Polygon annotations for photos:
+---+

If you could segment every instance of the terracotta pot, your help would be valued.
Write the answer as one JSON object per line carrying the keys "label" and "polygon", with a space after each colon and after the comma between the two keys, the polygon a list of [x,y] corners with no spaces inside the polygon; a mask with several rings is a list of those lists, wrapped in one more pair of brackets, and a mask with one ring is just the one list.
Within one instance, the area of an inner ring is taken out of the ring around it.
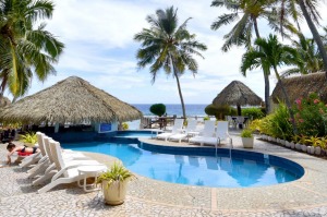
{"label": "terracotta pot", "polygon": [[282,146],[284,146],[286,141],[284,140],[279,140],[279,144],[282,145]]}
{"label": "terracotta pot", "polygon": [[126,197],[128,182],[114,182],[109,188],[107,186],[108,181],[102,181],[102,192],[106,204],[120,205],[124,203]]}
{"label": "terracotta pot", "polygon": [[306,145],[301,145],[301,149],[303,153],[306,153],[307,146]]}
{"label": "terracotta pot", "polygon": [[322,148],[315,147],[315,155],[320,155],[320,154],[322,154]]}
{"label": "terracotta pot", "polygon": [[241,137],[243,147],[253,148],[254,137]]}
{"label": "terracotta pot", "polygon": [[301,150],[301,149],[302,149],[302,148],[301,148],[301,144],[296,143],[296,144],[295,144],[295,149]]}

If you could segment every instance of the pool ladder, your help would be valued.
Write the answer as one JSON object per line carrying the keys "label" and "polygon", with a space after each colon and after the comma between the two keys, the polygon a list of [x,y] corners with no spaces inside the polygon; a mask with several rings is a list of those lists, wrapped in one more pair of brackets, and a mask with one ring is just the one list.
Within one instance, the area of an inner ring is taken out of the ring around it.
{"label": "pool ladder", "polygon": [[[234,148],[234,146],[233,146],[233,140],[231,137],[229,140],[230,140],[229,158],[231,159],[231,150]],[[215,148],[216,148],[215,156],[216,157],[218,156],[218,154],[217,154],[218,150],[217,149],[218,149],[219,144],[220,144],[220,137],[218,137],[217,143],[215,145]]]}

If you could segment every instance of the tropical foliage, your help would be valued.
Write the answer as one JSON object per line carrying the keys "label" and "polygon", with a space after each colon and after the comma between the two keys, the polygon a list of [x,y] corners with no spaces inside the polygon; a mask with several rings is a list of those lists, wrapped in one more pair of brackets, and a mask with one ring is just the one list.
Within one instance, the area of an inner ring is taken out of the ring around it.
{"label": "tropical foliage", "polygon": [[317,95],[311,94],[307,98],[296,99],[292,106],[292,111],[294,112],[298,133],[292,131],[289,109],[282,103],[272,113],[258,120],[251,128],[274,137],[325,147],[327,106],[319,100]]}
{"label": "tropical foliage", "polygon": [[265,113],[261,108],[242,108],[242,116],[251,117],[253,120],[264,118]]}
{"label": "tropical foliage", "polygon": [[102,172],[98,176],[97,183],[108,181],[106,188],[110,188],[111,184],[118,184],[119,182],[123,182],[134,177],[135,176],[130,170],[128,170],[121,162],[114,162],[108,171]]}
{"label": "tropical foliage", "polygon": [[186,70],[190,70],[193,74],[197,73],[198,65],[193,56],[203,58],[199,51],[206,50],[207,47],[195,39],[195,34],[187,31],[186,26],[190,19],[185,20],[180,26],[178,25],[177,9],[173,7],[157,10],[156,15],[148,15],[146,21],[150,27],[143,28],[134,36],[134,39],[141,43],[141,48],[136,55],[137,65],[140,68],[149,65],[153,83],[160,70],[175,79],[183,117],[186,118],[180,76]]}
{"label": "tropical foliage", "polygon": [[[53,63],[63,44],[46,31],[45,19],[53,13],[48,0],[0,1],[0,94],[9,88],[14,98],[28,91],[32,77],[45,81],[56,74]],[[36,23],[40,23],[37,27]]]}

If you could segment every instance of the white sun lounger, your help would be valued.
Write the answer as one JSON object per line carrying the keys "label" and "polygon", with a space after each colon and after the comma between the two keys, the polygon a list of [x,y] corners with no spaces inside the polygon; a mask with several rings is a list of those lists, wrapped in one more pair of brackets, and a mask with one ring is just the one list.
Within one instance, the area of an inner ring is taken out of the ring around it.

+---+

*Problem to work on*
Copy out each record shown above without alteration, skipping any picture.

*Result below*
If you could segment every instance of the terracotta pot, your help would be valued.
Write the answer as one JSON object per line carrying the keys "label" and "polygon", with a space after each colon and after the comma between the two keys, the polygon a list of [x,y] corners with no spaces inside the polygon; a mask with several rings is a list of those lists, wrapped in one more pair of brackets, and a mask with one ring is just the one list.
Within one instance, the area of an inner ring is taken out of the ring around it.
{"label": "terracotta pot", "polygon": [[282,146],[284,146],[286,141],[284,140],[279,140],[279,144],[282,145]]}
{"label": "terracotta pot", "polygon": [[126,197],[128,182],[114,182],[109,188],[107,186],[108,181],[102,181],[102,192],[106,204],[120,205],[124,203]]}
{"label": "terracotta pot", "polygon": [[306,145],[301,145],[301,149],[303,153],[306,153],[307,146]]}
{"label": "terracotta pot", "polygon": [[322,148],[315,147],[315,155],[320,155],[320,154],[322,154]]}
{"label": "terracotta pot", "polygon": [[241,137],[243,147],[253,148],[254,137]]}
{"label": "terracotta pot", "polygon": [[301,150],[301,149],[302,149],[302,148],[301,148],[301,144],[296,143],[296,144],[295,144],[295,149]]}

If you could segment every instance of the pool ladder, your help would be valued.
Write the answer as one JSON object per line carrying the keys "label" and "polygon", with a space after each colon and after the comma between the two keys, the polygon a list of [x,y] corners with no spaces inside the polygon; a mask with several rings is a list of those lists, wrapped in one more pair of brackets, and a mask with one ring is just the one list.
Within one instance, the area of an inner ring is taken out of the ring around it.
{"label": "pool ladder", "polygon": [[[234,148],[234,146],[233,146],[233,140],[231,137],[229,140],[230,140],[229,158],[231,159],[231,150]],[[215,148],[216,148],[215,156],[216,157],[218,156],[218,154],[217,154],[218,150],[217,149],[218,149],[219,144],[220,144],[220,137],[218,137],[217,143],[215,145]]]}

If you could segment every instance of the tropical foliage, your help would be valued.
Write the answer as one JSON object per line carrying the keys "label" and "polygon", with a space after each colon and after the comma between the two keys, the polygon a list of [x,y] corners with no spaces inside the polygon; a mask with several rings is a list of those lists, wrapped in one more pair of brackets, and a mask with one ring is just the one list.
Within one instance, the area of an inner ring is taken out of the ring around it.
{"label": "tropical foliage", "polygon": [[317,95],[311,94],[307,98],[296,99],[292,106],[292,111],[294,112],[298,133],[292,131],[289,109],[282,103],[272,113],[258,120],[251,128],[274,137],[325,147],[327,106],[319,100]]}
{"label": "tropical foliage", "polygon": [[265,113],[261,108],[242,108],[242,116],[251,117],[253,120],[264,118]]}
{"label": "tropical foliage", "polygon": [[102,172],[98,176],[97,183],[108,181],[106,188],[110,188],[111,184],[118,184],[119,182],[123,182],[134,177],[135,176],[130,170],[128,170],[121,162],[114,162],[108,171]]}
{"label": "tropical foliage", "polygon": [[186,70],[190,70],[193,74],[197,73],[198,65],[193,56],[203,58],[199,51],[206,50],[207,47],[195,39],[195,34],[187,31],[186,26],[190,19],[185,20],[180,26],[178,25],[177,9],[173,7],[157,10],[156,15],[148,15],[146,21],[150,27],[143,28],[134,36],[134,39],[141,43],[141,48],[136,55],[137,65],[140,68],[149,65],[153,83],[160,70],[175,79],[183,117],[186,118],[180,76]]}
{"label": "tropical foliage", "polygon": [[[53,63],[63,44],[46,31],[45,19],[53,13],[48,0],[0,1],[0,94],[9,88],[14,98],[28,91],[32,77],[45,81],[56,74]],[[36,23],[40,23],[37,27]]]}

If you could segment every instance of the white sun lounger, your help would be valued.
Write the answer as one JSON object per line carrying the keys "label" and "polygon", with a space after each colon and after the comma between the two keys, the polygon a list of [x,y] corners with no spaces inside the polygon; a mask with several rings is a list of those lists, wrapped in one more pair of brackets, and a mask with one ring is just the one list.
Within one instance, the area of an inner ring is taken out of the ring around it.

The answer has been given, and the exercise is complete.